▶ **QUESTIONS TO ANSWER**
1) Answer these questions using the news report on the Hyde Street shooting:
(a) How old is Quincy Alexander?
(b) At what address were shots fired into residences?
(c) Which two firearms did the vehicle search turn up?
2) Write the next part of the news report on the Hyde Street shooting, picking up after its final sentence.

▶ **DOCUMENT SEGMENT**
Brooklyn Man Charged in Hyde Street Shooting

By Alexandra Leslie |

Published 09/30 2016 02:31PM

Updated 09/30 2016 02:31PM

A Brooklyn man has been charged in connection with the Hyde Street shooting that happened in Burlington Wednesday night.

The United States Attorney for the District of Vermont says Quincy Alexander, 28, was charged Friday in a two-count complaint filed in federal court. The charges are for being a felon in possession of a firearm and for possession with intent to distribute cocaine.

Alexander is schedule to appear in federal court Friday at 4 p.m.

Police say Wednesday, shots were fired from a vehicle into residences at 31 Hyde St. No one was injured, but residents were home at the time of the incident.

According to the affidavit, Burlington Police officers approached Alexander Thursday as he was sitting in a vehicle matching the description of the vehicle involved in the shooting.

After a trained narcotics dog alerted to the presence of narcotics, law enforcement, working with the Office of the Chittenden County State's Attorney, obtained a search warrant for the vehicle from the Chittenden County Superior Court. The search located two firearms, a 9 mm pistol and a .38 caliber revolver, and approximately 80 grams of crack cocaine packed for further distribution.

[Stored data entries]

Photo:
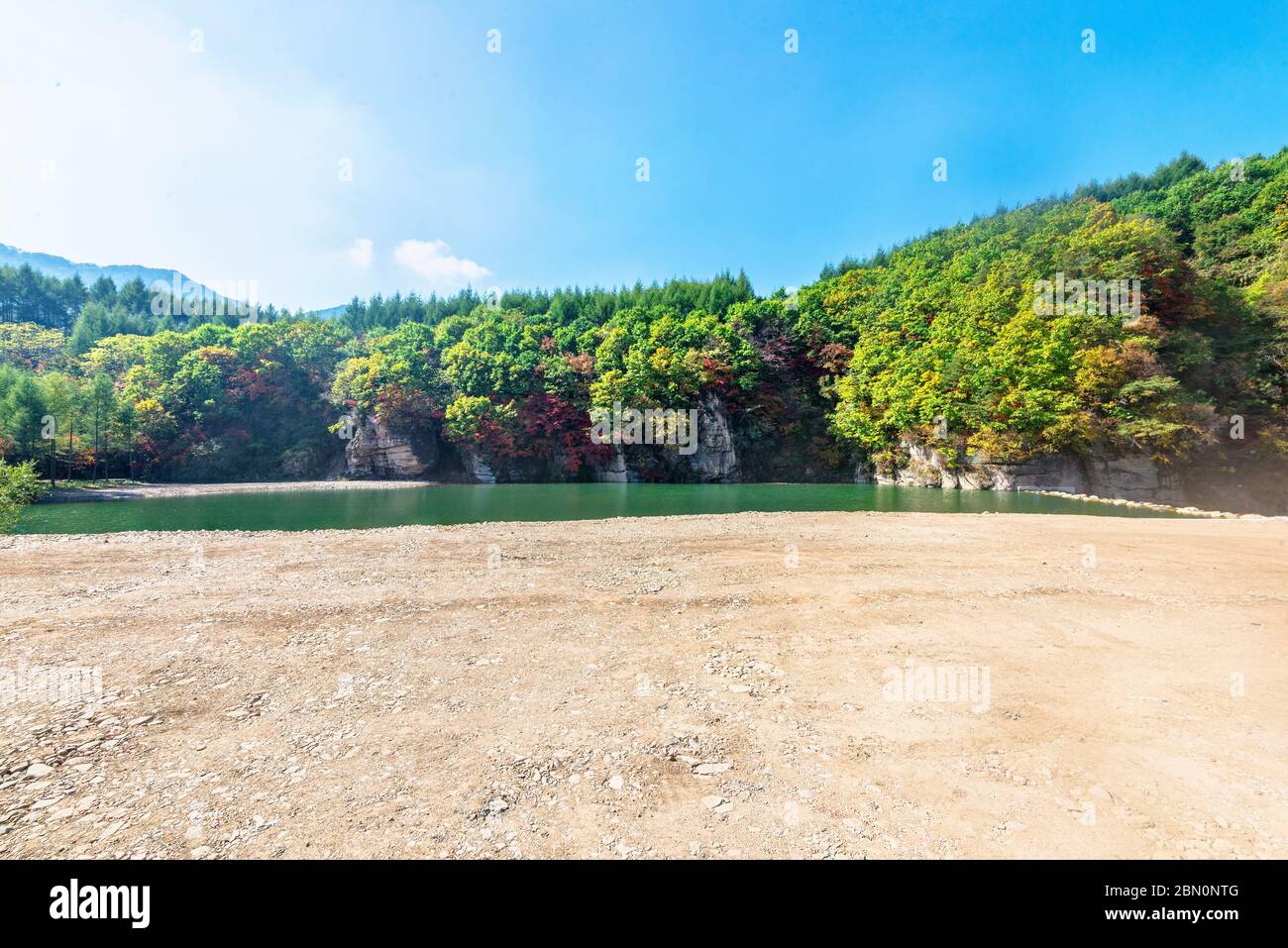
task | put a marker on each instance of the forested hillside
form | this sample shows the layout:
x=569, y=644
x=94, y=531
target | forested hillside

▶ **ANSWERS BELOW**
1)
(a) 28
(b) 31 Hyde St.
(c) A 9 mm pistol and a .38 caliber revolver

2)
During the investigation of the shooting, police recovered 9 mm bullets within residences that had entered the premises through the exterior of the building.

A records check also indicated Alexander also had two prior felony convictions for Grand Larceny from New York, prohibiting him from possessing a firearm.

Shortly after his arrest, Alexander complained of chest pains and was taken by Burlington Police to the Emergency Department at University of Vermont Medical Center for treatment. He attempted to escape, fleeing his examination room, but was re-apprehended by Burlington Police officers before he could leave the facility.

If convicted, Alexander could face up to ten years in prison for his possession of a firearm as a felon, and up to twenty years for his possession with intent to distribute crack cocaine.

"The combination of drugs and guns is a lethal one that has no place in the Burlington community," said United States Attorney Eric Miller.

"We will not tolerate gun violence in Burlington and our response to it will always be relentless," said Burlington Police Chief Brandon del Pozo.

The Office of the Federal Public Defender represents Alexander.